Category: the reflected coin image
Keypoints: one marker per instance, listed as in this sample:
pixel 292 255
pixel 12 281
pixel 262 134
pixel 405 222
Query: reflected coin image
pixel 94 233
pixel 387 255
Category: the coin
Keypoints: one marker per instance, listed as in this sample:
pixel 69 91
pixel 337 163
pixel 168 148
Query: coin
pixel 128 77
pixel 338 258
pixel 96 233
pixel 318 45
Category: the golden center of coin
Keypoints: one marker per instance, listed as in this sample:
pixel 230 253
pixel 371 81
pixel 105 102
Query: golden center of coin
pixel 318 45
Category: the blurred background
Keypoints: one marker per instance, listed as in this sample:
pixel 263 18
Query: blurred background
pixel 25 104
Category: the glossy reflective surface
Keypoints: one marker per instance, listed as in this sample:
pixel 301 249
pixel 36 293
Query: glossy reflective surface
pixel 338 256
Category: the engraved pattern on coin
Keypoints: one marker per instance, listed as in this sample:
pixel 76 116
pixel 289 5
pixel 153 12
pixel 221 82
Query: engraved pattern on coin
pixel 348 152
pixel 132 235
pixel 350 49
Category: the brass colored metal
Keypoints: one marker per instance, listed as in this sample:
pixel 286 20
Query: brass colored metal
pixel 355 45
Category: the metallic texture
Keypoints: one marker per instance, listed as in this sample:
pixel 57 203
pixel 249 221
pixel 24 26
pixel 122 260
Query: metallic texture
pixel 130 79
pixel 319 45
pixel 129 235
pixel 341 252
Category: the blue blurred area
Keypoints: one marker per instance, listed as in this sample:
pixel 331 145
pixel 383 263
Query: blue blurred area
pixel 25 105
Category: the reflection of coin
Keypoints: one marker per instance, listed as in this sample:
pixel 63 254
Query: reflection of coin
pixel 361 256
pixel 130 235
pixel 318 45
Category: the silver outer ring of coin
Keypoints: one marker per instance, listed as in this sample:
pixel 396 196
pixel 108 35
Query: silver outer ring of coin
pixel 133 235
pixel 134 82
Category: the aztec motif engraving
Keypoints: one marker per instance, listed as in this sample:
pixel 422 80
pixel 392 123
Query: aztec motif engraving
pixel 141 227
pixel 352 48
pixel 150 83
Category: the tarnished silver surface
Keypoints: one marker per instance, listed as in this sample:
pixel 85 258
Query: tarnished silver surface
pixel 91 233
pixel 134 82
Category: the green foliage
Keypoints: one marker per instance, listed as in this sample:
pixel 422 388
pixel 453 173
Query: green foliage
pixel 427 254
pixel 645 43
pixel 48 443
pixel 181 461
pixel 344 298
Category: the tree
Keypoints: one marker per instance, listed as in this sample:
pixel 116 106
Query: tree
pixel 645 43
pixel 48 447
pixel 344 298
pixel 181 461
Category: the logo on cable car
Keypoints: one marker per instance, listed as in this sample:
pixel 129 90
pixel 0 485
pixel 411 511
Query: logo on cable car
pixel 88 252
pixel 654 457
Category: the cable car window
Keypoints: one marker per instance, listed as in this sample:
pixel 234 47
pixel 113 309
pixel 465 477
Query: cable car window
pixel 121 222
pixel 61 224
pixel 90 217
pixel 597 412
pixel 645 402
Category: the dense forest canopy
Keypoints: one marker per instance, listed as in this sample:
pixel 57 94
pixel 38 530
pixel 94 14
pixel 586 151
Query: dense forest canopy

# # # #

Directions: Every line that includes "canopy" must be copied from the material above.

Exercise solution:
Category: the dense forest canopy
Query: dense forest canopy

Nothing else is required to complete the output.